======== Extracted records

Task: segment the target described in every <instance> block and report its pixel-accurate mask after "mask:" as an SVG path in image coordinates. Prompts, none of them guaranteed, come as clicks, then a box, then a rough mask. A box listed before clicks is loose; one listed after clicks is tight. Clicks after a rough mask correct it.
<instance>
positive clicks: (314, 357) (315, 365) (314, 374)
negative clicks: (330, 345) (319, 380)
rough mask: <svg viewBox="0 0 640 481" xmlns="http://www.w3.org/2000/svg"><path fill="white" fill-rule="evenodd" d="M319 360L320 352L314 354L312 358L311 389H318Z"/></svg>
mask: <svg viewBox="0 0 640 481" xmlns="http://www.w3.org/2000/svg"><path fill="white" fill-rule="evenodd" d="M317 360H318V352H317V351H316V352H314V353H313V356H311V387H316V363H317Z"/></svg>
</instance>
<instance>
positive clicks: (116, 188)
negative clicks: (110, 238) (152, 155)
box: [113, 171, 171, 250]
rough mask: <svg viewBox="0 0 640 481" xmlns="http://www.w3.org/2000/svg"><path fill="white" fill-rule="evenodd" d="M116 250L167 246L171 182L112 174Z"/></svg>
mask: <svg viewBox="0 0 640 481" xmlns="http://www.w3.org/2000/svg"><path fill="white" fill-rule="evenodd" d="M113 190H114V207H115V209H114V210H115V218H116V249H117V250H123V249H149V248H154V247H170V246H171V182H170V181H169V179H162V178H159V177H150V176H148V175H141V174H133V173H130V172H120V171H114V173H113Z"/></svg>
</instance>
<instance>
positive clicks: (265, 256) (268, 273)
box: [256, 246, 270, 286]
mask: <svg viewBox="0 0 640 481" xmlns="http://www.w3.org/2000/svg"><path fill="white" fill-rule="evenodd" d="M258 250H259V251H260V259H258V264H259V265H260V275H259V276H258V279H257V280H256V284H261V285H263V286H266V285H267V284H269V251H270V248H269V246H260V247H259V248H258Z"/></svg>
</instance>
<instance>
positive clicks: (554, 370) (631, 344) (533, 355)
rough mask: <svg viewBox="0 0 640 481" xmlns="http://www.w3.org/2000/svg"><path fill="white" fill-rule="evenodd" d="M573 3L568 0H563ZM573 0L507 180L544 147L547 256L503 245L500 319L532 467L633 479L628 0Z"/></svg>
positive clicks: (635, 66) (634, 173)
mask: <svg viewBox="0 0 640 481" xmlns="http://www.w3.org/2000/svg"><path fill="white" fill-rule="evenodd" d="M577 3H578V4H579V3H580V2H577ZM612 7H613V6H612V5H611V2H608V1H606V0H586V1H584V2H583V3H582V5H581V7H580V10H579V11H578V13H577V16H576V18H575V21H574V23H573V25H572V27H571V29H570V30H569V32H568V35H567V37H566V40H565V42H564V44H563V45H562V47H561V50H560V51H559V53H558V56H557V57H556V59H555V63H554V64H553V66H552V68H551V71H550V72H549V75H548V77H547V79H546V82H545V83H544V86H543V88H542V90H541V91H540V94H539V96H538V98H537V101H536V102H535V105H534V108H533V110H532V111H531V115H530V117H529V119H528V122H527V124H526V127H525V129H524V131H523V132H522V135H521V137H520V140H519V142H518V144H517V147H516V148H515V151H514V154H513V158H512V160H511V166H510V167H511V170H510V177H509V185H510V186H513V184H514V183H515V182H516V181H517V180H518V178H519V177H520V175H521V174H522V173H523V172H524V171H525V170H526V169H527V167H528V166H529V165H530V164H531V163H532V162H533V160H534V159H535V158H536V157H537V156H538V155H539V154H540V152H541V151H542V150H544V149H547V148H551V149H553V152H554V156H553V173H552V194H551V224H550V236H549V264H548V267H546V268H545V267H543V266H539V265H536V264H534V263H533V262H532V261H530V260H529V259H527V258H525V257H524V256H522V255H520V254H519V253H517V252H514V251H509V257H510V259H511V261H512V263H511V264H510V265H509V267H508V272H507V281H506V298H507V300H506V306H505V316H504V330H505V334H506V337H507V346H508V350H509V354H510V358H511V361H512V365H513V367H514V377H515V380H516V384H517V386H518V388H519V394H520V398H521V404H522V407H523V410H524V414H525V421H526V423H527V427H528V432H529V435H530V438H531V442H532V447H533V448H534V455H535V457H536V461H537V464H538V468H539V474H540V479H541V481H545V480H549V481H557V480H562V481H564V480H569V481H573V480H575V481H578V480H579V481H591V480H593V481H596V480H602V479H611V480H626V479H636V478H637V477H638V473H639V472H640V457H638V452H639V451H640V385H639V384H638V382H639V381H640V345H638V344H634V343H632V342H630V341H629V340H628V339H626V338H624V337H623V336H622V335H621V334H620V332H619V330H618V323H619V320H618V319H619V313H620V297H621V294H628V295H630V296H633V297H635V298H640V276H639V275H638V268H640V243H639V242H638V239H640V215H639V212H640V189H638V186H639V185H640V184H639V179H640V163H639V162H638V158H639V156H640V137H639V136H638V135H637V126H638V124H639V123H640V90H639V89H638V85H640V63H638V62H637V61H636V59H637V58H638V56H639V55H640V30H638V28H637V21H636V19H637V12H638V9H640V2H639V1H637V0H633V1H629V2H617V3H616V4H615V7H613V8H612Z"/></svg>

================

Instructions to follow:
When you come to the line containing "positive clicks: (554, 370)", give it and stop; before that, repeat each line of the material exactly from the first one.

Response to the exercise:
Task: segment the target described in every <instance> block and report its pixel-accurate mask after "mask:" as an SVG path in image coordinates. Prompts, none of them guaranteed, come as clicks, then a box, then a rough mask. A box listed before clicks is loose; one listed after clicks is tight. Clicks after a rough mask correct it.
<instance>
positive clicks: (314, 357) (315, 365) (314, 374)
negative clicks: (330, 345) (319, 380)
rough mask: <svg viewBox="0 0 640 481" xmlns="http://www.w3.org/2000/svg"><path fill="white" fill-rule="evenodd" d="M319 360L320 352L314 354L312 358L311 389H318Z"/></svg>
mask: <svg viewBox="0 0 640 481" xmlns="http://www.w3.org/2000/svg"><path fill="white" fill-rule="evenodd" d="M317 360H318V352H317V351H316V352H314V353H313V356H311V387H316V363H317Z"/></svg>
</instance>
<instance>
positive clicks: (116, 188)
negative clicks: (110, 238) (152, 155)
box: [113, 171, 171, 250]
rough mask: <svg viewBox="0 0 640 481" xmlns="http://www.w3.org/2000/svg"><path fill="white" fill-rule="evenodd" d="M116 250L167 246L171 182L112 174Z"/></svg>
mask: <svg viewBox="0 0 640 481" xmlns="http://www.w3.org/2000/svg"><path fill="white" fill-rule="evenodd" d="M113 190H114V207H115V209H114V210H115V218H116V249H117V250H123V249H149V248H154V247H170V246H171V182H170V181H169V179H162V178H159V177H150V176H148V175H141V174H133V173H130V172H120V171H114V173H113Z"/></svg>
</instance>
<instance>
positive clicks: (265, 256) (268, 273)
box: [256, 246, 270, 286]
mask: <svg viewBox="0 0 640 481" xmlns="http://www.w3.org/2000/svg"><path fill="white" fill-rule="evenodd" d="M258 250H259V251H260V259H258V264H259V265H260V275H259V276H258V279H257V280H256V284H261V285H263V286H266V285H267V284H269V251H270V248H269V246H260V247H259V248H258Z"/></svg>
</instance>
<instance>
positive clicks: (554, 370) (631, 344) (533, 355)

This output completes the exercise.